[WORK TO COMPLETE]: In the listing below, the lines starting with the line with "Query: white long-sleeve top" and going on through the line with "the snow texture." are to be reproduced exactly, and only those.

------------------------------------

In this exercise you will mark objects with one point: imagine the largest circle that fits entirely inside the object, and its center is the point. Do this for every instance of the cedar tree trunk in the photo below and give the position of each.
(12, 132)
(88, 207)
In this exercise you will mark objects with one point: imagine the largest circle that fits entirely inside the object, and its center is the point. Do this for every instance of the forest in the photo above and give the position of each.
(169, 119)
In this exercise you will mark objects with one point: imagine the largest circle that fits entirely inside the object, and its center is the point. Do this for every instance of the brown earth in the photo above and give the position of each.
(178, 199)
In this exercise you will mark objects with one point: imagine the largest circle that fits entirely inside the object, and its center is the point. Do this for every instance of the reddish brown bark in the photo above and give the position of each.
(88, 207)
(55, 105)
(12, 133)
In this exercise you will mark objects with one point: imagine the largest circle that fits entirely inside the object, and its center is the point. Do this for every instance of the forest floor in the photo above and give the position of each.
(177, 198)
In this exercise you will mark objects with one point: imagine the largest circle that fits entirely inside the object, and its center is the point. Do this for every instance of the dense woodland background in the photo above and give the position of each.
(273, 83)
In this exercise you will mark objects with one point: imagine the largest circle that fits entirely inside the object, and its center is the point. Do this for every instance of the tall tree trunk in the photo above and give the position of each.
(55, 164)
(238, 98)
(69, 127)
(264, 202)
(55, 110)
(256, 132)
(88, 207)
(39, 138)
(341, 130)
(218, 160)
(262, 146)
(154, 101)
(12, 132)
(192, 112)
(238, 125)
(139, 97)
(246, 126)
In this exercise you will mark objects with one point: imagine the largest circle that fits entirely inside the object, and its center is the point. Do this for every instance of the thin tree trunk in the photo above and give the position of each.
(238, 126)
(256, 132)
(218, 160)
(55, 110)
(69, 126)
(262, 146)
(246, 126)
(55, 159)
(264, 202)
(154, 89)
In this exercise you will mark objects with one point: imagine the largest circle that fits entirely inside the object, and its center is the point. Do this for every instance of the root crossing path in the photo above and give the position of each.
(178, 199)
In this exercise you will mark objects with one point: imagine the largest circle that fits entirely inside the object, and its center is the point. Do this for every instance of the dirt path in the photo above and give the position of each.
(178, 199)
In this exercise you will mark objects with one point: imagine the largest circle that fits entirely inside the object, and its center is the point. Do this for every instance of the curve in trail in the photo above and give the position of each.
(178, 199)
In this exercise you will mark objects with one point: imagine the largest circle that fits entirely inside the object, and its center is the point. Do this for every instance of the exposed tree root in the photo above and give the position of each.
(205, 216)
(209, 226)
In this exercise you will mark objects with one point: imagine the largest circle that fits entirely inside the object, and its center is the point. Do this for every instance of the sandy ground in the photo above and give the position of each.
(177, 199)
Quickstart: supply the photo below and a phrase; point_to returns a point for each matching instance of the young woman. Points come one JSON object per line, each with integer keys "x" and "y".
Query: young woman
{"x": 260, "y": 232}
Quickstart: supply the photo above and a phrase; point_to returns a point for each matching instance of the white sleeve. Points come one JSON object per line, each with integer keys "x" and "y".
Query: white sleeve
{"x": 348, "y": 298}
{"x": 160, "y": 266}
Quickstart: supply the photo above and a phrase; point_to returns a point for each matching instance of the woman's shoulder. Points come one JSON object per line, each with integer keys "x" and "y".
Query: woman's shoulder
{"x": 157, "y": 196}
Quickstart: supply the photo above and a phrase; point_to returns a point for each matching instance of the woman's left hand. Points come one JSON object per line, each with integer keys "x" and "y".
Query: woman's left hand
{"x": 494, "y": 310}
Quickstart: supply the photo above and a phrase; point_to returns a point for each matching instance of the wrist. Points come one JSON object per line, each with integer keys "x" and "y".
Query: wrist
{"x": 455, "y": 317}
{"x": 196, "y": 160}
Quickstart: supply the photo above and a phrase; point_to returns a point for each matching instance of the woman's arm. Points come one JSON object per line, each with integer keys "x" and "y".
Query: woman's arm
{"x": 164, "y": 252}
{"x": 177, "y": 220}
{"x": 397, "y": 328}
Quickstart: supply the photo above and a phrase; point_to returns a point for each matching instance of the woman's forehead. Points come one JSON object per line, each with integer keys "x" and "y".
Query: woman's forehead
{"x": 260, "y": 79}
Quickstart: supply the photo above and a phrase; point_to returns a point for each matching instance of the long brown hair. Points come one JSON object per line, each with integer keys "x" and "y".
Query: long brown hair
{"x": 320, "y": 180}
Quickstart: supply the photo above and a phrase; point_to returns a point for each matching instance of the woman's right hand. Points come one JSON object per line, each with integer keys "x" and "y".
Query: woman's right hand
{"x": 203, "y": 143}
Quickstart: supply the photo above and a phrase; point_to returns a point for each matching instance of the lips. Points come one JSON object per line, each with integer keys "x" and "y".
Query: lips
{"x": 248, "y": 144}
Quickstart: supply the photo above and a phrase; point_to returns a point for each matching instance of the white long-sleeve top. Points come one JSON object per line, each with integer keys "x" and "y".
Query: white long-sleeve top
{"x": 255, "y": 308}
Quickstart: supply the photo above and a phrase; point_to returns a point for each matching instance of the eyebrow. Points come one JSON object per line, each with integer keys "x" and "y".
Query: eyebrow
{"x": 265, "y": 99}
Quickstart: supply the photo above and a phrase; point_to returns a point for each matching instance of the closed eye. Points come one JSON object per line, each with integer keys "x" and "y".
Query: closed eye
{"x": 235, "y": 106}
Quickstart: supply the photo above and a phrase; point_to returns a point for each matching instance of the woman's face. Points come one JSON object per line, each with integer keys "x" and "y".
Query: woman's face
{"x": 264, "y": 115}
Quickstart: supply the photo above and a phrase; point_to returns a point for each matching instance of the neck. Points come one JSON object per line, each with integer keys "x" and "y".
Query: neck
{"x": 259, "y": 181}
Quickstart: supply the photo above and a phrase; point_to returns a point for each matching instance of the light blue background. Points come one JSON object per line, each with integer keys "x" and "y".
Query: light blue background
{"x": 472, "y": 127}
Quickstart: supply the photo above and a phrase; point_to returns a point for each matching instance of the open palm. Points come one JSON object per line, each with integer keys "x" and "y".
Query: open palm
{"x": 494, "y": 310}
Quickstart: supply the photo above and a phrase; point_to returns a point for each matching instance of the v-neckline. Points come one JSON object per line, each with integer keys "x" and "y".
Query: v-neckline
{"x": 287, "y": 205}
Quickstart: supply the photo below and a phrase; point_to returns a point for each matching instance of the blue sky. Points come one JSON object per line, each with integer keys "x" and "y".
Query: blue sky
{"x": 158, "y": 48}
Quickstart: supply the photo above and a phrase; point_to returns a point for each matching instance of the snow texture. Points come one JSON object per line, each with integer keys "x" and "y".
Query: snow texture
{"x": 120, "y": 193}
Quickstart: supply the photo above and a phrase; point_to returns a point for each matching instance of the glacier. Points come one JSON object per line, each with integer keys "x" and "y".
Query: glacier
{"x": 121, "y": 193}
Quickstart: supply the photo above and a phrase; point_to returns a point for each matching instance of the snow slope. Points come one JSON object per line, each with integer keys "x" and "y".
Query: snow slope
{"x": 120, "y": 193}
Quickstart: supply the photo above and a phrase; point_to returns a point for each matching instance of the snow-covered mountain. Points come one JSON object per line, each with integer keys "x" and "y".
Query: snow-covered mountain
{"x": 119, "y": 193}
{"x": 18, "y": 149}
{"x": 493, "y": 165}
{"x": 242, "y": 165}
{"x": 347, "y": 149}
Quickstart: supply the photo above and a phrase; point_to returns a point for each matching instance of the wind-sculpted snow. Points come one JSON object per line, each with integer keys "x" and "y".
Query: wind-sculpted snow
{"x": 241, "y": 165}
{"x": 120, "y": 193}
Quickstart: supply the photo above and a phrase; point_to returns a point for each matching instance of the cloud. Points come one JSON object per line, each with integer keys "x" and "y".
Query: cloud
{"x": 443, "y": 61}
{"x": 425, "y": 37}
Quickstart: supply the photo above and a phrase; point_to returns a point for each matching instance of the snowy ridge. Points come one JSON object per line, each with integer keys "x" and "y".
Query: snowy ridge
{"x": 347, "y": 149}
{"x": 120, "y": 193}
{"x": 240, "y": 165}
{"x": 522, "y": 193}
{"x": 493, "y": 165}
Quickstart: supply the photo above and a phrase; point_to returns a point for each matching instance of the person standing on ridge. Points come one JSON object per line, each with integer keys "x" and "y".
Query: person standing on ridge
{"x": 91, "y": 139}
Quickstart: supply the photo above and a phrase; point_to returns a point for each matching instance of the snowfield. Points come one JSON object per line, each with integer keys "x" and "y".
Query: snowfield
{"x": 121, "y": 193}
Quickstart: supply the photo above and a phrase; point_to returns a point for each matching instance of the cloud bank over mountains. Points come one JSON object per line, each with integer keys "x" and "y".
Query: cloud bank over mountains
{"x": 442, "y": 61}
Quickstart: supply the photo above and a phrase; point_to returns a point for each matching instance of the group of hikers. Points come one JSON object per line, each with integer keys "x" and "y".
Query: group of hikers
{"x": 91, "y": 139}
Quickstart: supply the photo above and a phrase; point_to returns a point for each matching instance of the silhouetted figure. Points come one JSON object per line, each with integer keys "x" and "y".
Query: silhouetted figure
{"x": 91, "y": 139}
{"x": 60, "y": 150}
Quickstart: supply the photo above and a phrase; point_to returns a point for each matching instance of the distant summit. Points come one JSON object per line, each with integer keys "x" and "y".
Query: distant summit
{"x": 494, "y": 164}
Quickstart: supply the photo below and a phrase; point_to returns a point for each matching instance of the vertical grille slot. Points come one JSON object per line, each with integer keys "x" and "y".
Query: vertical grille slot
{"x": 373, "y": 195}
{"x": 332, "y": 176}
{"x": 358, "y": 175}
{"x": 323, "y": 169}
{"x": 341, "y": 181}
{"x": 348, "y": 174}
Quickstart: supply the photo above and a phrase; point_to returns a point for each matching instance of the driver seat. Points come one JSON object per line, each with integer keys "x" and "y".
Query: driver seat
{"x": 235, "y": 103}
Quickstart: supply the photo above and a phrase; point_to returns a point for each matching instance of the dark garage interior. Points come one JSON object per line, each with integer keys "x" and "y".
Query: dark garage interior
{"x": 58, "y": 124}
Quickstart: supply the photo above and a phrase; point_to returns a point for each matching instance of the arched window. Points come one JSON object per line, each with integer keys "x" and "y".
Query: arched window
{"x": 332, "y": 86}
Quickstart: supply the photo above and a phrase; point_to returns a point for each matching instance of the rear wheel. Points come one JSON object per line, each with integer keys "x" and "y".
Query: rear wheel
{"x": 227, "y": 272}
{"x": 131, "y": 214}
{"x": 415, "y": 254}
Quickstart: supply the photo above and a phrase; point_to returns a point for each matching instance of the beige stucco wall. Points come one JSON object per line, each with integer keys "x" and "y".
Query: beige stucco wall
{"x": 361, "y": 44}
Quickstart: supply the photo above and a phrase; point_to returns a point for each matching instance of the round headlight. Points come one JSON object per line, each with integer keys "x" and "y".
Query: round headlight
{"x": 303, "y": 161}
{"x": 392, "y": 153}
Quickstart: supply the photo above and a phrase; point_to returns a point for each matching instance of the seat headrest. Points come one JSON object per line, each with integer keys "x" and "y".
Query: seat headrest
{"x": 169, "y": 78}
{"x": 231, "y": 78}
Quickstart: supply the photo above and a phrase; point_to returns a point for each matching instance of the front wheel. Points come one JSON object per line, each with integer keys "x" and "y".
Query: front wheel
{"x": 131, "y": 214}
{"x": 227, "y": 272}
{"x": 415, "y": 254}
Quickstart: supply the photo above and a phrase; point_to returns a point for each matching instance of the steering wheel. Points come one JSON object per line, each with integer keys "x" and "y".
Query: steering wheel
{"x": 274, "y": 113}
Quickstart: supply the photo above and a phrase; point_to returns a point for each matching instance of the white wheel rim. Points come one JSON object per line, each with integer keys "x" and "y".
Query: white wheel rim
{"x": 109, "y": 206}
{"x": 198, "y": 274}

------------------------------------

[YOUR RESPONSE]:
Query: white long-sleeve top
{"x": 255, "y": 308}
Quickstart: supply the photo above and a phrase; point_to returns a point for each matching instance of the eyebrow. Points come one JSON object per line, each with integer keys "x" and "y".
Query: eyebrow
{"x": 265, "y": 99}
Quickstart: supply the photo above and a phrase; point_to returns a point for each matching instance of the closed eye. Points come one JSON object per line, each with integer keys "x" and "y".
Query: closed eye
{"x": 235, "y": 106}
Quickstart: supply the photo above and a phrase; point_to returns a point for each matching instance of the woman's face. Points come one JSON object per line, each with integer keys "x" and "y".
Query: woman's face
{"x": 264, "y": 115}
Quickstart: supply the photo above and a phrase; point_to returns a point for each matching instance of the neck. Points come one JSON object per line, each with integer keys "x" and "y".
Query: neck
{"x": 259, "y": 181}
Quickstart: supply the photo above and a phrase; point_to returns a point for each matching instance of the light blue background. Points come one JSON object per line, each with integer keys "x" and "y".
Query: light blue background
{"x": 472, "y": 127}
Quickstart: supply the photo above and a phrase; point_to returns a point for each matching instance of the open palm. Points come one JSON object per line, each with integer keys "x" and "y".
Query: open palm
{"x": 494, "y": 310}
Quickstart: supply the photo above and a phrase; point_to returns a point for each matching instance of the v-neckline. Points come one JSON object per line, each with integer keys "x" and "y".
Query: v-neckline
{"x": 287, "y": 205}
Quickstart: supply the photo below and a phrase; point_to returns a point for each matching instance of the blue sky. Points come one JSON object per line, each with integer keys "x" and "y".
Query: blue sky
{"x": 158, "y": 48}
Quickstart: supply the photo above and a phrase; point_to returns a point for each matching instance of the snow texture. Points come one JSON object per line, each with integer keys "x" and "y".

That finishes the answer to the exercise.